## [Tugas Latihan]
Terjemahkan ke dalam bahasa Inggris kalimat dari teks tentang sekolah para binatang ini: "Adapun kelima mata pelajaran pokok tersebut adalah: Terbang, Berenang, Memanjat, Berlari dan Menyelam."

## [Teks yang Diberikan]
——
Saya merasa sangat prihatin dengan sistem pendidikan di negara kita yang tercinta ini setelah membaca artikel ini. Mungkin Saya, juga Anda adalah salah satu 'korban' dari sistem pendidikan tersebut. Mari kita simak:
Syahdan di tengah-tengah hutan belantara Sumatera berdirilah sebuah sekolah untuk para binatang dengan status “disamakan dengan manusia”, sekolah ini dikepalai oleh seorang manusia. Karena sekolah tersebut berstatus “disamakan”, maka tentu saja kurikulumnya juga harus mengikuti kurikulum yang sudah standar dan telah ditetapkan untuk manusia.
Kurikulum tersebut mewajibkan bahwa untuk bisa lulus dan mendapatkan ijazah: setiap siswa harus berhasil pada lima mata pelajaran pokok dengan nilai minimal 8 pada masing-masing mata pelajaran. Adapun kelima mata pelajaran pokok tersebut adalah: Terbang, Berenang, Memanjat, Berlari dan Menyelam.
Mengingat bahwa sekolah ini berstatus “disamakan dengan manusia”, maka para binatang berharap kelak mereka dapat hidup lebih baik dari binatang lainya, sehingga berbondong-bondonglah berbagai jenis binatang mendaftarkan diri untuk bersekolah disana; mulai dari Elang, Tupai, Bebek, Rusa dan Katak.
——
## [Data Mentah]

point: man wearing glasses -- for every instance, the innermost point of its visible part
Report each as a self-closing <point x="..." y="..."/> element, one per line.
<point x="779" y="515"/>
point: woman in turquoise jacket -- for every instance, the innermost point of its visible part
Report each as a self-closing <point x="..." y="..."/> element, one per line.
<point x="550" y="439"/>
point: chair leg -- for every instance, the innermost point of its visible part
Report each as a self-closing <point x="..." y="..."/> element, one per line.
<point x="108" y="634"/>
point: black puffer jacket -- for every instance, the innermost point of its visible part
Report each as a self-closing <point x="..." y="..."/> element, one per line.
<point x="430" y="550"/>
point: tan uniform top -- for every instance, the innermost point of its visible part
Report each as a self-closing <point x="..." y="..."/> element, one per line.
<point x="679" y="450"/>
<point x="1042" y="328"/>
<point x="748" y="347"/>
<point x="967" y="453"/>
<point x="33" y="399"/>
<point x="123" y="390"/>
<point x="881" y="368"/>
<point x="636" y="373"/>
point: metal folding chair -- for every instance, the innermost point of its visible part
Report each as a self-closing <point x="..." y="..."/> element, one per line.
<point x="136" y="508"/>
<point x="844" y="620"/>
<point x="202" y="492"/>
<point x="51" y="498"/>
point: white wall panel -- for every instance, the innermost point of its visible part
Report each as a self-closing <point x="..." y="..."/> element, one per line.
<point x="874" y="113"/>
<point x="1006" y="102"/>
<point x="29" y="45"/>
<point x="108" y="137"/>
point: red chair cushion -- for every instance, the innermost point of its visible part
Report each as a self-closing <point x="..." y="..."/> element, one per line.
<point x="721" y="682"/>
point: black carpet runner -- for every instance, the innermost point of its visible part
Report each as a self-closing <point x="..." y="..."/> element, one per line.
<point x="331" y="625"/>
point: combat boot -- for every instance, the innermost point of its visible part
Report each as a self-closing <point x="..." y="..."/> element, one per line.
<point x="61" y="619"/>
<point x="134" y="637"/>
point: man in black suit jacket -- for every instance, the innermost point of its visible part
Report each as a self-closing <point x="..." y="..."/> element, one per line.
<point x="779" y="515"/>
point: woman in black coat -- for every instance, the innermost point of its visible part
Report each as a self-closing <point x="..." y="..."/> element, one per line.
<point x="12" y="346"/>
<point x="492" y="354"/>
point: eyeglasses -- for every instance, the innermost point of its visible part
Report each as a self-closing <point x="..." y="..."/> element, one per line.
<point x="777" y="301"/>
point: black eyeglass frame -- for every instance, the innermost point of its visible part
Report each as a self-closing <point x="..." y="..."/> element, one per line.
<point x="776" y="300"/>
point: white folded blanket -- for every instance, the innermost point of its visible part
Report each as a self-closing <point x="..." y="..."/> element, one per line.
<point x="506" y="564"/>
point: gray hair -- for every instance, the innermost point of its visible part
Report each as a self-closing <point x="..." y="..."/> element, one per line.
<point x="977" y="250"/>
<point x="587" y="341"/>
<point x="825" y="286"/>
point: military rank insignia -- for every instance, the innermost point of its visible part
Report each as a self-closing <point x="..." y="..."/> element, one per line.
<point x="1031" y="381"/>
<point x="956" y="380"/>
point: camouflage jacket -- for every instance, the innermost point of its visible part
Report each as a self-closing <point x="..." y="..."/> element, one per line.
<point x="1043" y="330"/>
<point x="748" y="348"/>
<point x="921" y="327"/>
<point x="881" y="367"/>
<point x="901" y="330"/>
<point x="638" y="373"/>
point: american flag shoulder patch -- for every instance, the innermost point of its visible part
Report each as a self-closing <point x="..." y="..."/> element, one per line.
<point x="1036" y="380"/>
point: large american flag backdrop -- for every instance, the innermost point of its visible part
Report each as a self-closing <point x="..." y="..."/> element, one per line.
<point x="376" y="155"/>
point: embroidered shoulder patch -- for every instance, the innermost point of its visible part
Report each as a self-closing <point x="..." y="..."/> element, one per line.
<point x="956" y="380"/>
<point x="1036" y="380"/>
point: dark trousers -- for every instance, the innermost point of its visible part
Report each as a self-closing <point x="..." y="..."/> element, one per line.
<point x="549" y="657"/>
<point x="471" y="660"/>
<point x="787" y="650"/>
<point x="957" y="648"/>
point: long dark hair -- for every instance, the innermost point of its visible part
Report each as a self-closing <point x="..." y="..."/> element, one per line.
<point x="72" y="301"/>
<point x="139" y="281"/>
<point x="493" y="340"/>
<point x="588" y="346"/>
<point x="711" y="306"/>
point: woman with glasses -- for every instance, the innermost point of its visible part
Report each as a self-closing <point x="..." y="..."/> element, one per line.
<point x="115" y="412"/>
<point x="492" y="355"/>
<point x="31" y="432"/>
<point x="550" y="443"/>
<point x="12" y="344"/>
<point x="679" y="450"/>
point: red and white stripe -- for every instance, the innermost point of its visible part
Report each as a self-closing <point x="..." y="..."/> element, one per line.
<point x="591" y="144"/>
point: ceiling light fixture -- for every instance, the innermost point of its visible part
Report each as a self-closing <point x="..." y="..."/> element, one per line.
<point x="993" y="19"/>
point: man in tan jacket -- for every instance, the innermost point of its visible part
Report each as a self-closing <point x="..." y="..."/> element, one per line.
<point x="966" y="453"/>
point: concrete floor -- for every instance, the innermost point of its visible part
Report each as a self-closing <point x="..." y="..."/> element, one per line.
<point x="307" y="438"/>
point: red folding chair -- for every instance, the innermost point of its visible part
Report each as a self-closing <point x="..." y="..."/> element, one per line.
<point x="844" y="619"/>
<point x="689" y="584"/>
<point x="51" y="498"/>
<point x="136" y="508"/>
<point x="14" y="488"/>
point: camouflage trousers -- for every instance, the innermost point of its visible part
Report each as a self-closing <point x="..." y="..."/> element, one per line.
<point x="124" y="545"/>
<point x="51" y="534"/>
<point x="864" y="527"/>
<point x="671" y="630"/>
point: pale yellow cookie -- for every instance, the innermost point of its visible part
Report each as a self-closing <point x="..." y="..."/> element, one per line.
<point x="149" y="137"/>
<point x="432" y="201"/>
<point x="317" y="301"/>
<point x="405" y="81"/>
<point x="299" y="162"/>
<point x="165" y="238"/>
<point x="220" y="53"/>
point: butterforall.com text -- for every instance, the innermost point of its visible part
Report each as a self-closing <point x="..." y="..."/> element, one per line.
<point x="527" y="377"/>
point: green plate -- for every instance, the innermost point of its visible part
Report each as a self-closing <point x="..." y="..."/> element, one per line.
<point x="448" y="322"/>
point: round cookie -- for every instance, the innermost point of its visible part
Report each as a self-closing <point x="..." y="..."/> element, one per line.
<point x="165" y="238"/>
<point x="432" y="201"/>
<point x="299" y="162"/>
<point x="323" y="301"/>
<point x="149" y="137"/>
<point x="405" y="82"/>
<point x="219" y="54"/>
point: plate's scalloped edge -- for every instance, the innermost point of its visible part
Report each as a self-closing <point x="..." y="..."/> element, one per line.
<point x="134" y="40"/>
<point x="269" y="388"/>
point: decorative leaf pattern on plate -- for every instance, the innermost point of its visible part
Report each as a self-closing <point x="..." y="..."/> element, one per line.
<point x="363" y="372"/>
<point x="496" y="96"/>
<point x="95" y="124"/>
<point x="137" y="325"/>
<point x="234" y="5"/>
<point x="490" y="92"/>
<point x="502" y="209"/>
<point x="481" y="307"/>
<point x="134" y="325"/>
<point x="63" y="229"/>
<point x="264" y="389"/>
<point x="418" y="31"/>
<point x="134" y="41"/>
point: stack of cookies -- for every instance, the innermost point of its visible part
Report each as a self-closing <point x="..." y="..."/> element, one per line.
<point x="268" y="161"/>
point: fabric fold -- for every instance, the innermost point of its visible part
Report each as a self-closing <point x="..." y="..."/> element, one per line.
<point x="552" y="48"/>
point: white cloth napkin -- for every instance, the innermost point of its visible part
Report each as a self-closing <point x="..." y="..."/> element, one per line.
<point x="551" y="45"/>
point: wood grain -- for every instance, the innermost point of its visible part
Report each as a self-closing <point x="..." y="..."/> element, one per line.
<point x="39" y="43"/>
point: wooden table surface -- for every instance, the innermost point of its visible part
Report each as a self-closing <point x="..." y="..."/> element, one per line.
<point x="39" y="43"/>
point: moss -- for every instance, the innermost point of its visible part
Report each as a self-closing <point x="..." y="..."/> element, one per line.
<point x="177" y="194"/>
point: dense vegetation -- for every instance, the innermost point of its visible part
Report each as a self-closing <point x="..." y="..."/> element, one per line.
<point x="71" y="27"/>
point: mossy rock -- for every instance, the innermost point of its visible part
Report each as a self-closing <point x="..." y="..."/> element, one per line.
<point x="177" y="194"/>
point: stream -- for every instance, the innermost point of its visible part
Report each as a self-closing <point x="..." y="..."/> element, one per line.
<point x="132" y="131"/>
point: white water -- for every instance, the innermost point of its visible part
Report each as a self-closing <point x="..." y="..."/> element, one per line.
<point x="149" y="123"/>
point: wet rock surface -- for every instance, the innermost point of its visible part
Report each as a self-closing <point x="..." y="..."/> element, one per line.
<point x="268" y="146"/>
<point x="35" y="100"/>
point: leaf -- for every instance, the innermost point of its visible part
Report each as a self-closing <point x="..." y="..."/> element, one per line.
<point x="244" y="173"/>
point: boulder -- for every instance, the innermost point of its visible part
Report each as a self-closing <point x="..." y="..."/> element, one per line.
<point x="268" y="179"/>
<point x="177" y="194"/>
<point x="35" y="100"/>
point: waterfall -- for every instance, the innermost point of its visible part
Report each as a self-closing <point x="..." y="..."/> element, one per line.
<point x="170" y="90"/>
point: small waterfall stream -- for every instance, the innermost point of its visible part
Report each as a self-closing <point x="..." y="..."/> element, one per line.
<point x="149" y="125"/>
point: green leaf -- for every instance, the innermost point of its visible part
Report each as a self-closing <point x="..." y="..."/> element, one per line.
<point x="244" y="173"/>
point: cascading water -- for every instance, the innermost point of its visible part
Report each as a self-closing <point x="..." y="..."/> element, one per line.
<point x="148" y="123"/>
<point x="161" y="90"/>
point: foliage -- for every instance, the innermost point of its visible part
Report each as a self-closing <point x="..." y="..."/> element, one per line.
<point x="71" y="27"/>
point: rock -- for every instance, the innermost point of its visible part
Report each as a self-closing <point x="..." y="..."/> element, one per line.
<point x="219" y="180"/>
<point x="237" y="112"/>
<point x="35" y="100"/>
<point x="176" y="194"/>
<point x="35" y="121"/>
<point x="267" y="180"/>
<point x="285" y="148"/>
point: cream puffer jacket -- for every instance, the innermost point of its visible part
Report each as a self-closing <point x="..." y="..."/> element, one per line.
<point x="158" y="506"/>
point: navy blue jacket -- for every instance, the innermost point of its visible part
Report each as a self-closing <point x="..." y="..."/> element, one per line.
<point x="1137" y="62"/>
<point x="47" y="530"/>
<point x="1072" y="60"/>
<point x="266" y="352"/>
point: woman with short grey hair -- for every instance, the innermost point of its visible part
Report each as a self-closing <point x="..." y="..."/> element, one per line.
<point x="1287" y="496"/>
——
## [Jawaban]
The five core subjects are: Flying, Swimming, Climbing, Running, and Diving.